El ciudadano, exhausto, ve caer al sátrapa —o al menos a su máscara más visible— y respira. Ya está. Se ha hecho justicia. Se ha pagado un precio. El mal ha sido contenido. Error fatal. Porque no era un perro. Era un ecosistema.
El problema nunca fue el individuo. El problema es la rabia.
La rabia como enfermedad institucional: invisible al principio, lenta, persistente. Se cuela en las estructuras, en los incentivos, en los silencios cómplices. No muerde de golpe; primero anestesia. Convierte la mentira en rutina, el saqueo en gestión, el cinismo en oficio. Y cuando el animal enferma, ya no hay un depredador, hay una jauría.
En el mundo corporativo esto tiene nombre elegante: control de daños. En política, responsabilidad asumida. En ambos casos significa lo mismo: no tocar el sistema, tocar al peón. Cambiar la foto, no el mecanismo. Quemar un fusible para salvar el cuadro eléctrico que sigue mal cableado.
El cese no es cirugía; es maquillaje post mortem.

| LÍNEAS MOSTRADAS |

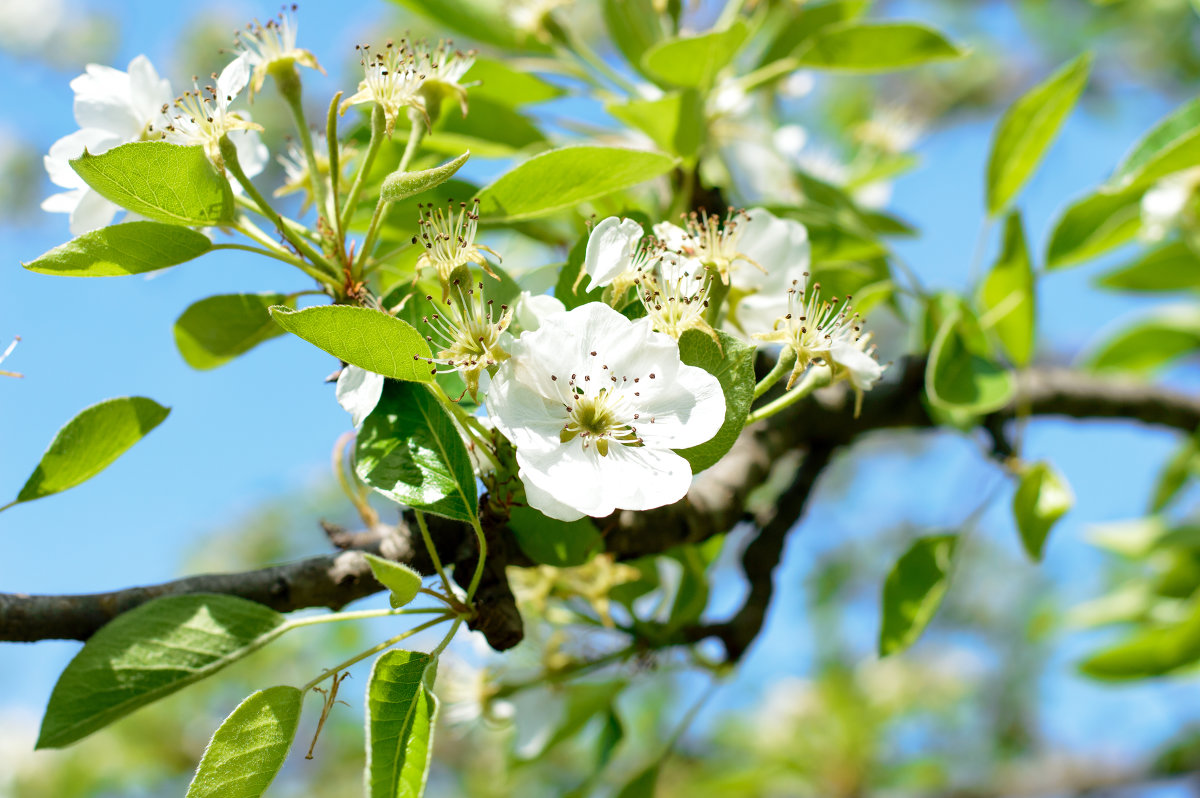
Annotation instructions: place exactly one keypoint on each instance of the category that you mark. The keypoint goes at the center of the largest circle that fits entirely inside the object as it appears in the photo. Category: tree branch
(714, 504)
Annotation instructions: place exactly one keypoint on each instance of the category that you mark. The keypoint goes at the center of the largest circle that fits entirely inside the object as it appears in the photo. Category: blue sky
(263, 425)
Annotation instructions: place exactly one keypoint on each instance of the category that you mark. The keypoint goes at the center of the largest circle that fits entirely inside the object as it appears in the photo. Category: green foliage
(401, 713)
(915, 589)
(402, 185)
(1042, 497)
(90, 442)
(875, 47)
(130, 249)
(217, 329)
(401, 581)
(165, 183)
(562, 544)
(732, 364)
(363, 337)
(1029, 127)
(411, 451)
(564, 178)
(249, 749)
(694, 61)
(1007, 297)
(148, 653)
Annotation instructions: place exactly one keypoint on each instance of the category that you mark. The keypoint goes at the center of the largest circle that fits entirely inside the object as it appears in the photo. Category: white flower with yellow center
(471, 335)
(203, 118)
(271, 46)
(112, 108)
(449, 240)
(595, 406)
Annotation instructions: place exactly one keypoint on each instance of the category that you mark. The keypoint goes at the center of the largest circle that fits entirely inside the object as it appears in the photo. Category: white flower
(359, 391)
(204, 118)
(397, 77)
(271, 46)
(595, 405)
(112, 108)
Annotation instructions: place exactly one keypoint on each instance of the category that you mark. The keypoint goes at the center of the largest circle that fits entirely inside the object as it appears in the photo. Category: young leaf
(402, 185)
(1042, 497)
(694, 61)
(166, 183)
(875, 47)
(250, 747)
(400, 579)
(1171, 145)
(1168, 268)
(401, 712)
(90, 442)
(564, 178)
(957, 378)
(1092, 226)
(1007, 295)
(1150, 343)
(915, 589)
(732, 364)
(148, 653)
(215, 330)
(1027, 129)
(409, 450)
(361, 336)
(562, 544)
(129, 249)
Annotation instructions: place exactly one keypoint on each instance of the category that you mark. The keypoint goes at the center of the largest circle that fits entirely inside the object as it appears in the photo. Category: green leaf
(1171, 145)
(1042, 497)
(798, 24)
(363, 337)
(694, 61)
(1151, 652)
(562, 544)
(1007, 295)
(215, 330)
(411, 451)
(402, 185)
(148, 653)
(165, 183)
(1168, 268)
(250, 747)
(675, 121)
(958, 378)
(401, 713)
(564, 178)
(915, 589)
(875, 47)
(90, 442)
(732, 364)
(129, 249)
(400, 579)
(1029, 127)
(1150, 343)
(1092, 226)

| ENUNCIADO |
Transcribe, por favor, el fragmento del texto que empieza en "En el mundo" y termina en "maquillaje post mortem.". Basta con el texto para resolverlo.

| TU SOLUCIÓN |
En el mundo corporativo esto tiene nombre elegante: control de daños. En política, responsabilidad asumida. En ambos casos significa lo mismo: no tocar el sistema, tocar al peón. Cambiar la foto, no el mecanismo. Quemar un fusible para salvar el cuadro eléctrico que sigue mal cableado.
El cese no es cirugía; es maquillaje post mortem.